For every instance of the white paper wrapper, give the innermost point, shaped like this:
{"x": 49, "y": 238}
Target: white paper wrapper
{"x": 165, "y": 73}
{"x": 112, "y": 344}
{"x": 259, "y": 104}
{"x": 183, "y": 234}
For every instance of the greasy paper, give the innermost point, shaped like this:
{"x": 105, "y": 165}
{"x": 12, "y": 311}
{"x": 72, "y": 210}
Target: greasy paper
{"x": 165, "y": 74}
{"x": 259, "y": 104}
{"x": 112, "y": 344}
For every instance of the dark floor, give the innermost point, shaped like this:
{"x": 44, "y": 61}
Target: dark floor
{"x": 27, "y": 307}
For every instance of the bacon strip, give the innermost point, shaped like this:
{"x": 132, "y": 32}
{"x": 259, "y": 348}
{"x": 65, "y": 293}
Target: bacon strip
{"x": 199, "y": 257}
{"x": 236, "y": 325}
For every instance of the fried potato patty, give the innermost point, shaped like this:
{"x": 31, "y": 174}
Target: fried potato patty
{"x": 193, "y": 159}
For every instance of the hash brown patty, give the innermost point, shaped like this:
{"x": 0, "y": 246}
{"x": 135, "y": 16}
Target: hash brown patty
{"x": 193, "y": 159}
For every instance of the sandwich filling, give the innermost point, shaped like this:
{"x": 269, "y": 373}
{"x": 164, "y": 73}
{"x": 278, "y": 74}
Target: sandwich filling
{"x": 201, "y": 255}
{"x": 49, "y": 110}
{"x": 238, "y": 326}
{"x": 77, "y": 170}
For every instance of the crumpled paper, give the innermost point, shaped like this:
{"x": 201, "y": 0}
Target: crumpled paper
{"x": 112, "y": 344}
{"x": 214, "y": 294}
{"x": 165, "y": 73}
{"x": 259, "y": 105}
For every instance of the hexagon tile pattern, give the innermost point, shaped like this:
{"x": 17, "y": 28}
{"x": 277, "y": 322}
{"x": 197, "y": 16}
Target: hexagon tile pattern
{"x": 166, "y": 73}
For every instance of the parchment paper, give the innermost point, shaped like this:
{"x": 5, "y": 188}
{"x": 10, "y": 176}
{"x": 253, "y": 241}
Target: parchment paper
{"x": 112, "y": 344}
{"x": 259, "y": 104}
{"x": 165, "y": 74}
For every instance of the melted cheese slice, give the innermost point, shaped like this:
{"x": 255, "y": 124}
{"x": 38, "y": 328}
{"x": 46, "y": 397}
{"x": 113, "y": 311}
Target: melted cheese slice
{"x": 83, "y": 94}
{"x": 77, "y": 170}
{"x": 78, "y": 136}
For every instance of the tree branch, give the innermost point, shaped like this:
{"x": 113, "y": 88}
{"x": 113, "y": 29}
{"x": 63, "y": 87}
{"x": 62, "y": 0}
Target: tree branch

::::::

— Brief —
Every entry above should be transcribed exactly as it appears.

— Result of this task —
For every instance of the white paper wrapper, give the innermost point, shaped like this:
{"x": 49, "y": 238}
Target: white paper wrapper
{"x": 165, "y": 73}
{"x": 112, "y": 344}
{"x": 259, "y": 104}
{"x": 183, "y": 234}
For every instance of the greasy paper, give the innermost point, shaped like this:
{"x": 105, "y": 165}
{"x": 12, "y": 311}
{"x": 72, "y": 210}
Target: greasy paper
{"x": 165, "y": 74}
{"x": 259, "y": 104}
{"x": 112, "y": 344}
For every instance of the dark floor, give the innermost point, shaped like this:
{"x": 44, "y": 61}
Target: dark floor
{"x": 27, "y": 307}
For every instance of the bacon strip, give the innermost point, shaped like this:
{"x": 132, "y": 32}
{"x": 259, "y": 348}
{"x": 65, "y": 293}
Target: bacon strip
{"x": 199, "y": 257}
{"x": 236, "y": 325}
For every instance of the fried potato patty, give the innermost point, shaped like this:
{"x": 31, "y": 174}
Target: fried potato patty
{"x": 193, "y": 159}
For every instance of the hash brown patty, give the innermost point, shaped like this:
{"x": 0, "y": 246}
{"x": 135, "y": 16}
Target: hash brown patty
{"x": 193, "y": 159}
For every instance of the sandwich filling, give the innermost point, shaped like this:
{"x": 269, "y": 373}
{"x": 164, "y": 73}
{"x": 278, "y": 74}
Target: sandwich filling
{"x": 201, "y": 255}
{"x": 49, "y": 110}
{"x": 238, "y": 326}
{"x": 77, "y": 170}
For every instance of the crumpled paper, give the innermost point, shaped like this:
{"x": 201, "y": 0}
Target: crumpled paper
{"x": 112, "y": 344}
{"x": 214, "y": 294}
{"x": 165, "y": 73}
{"x": 259, "y": 105}
For every instance of the hexagon tile pattern, give the innermost point, shaped like this:
{"x": 17, "y": 28}
{"x": 277, "y": 322}
{"x": 197, "y": 16}
Target: hexagon tile pattern
{"x": 166, "y": 73}
For every instance of the parchment paper, give the innermost point, shaped like this:
{"x": 5, "y": 188}
{"x": 10, "y": 176}
{"x": 253, "y": 241}
Target: parchment paper
{"x": 112, "y": 344}
{"x": 259, "y": 104}
{"x": 165, "y": 74}
For every instance of the melted cheese slice, give the innermost point, shaped like this:
{"x": 255, "y": 124}
{"x": 38, "y": 328}
{"x": 46, "y": 397}
{"x": 113, "y": 311}
Target: melted cheese slice
{"x": 83, "y": 94}
{"x": 77, "y": 170}
{"x": 78, "y": 136}
For every instance of the tree branch, give the innermost point, shaped like this:
{"x": 113, "y": 88}
{"x": 113, "y": 29}
{"x": 63, "y": 87}
{"x": 62, "y": 0}
Target: tree branch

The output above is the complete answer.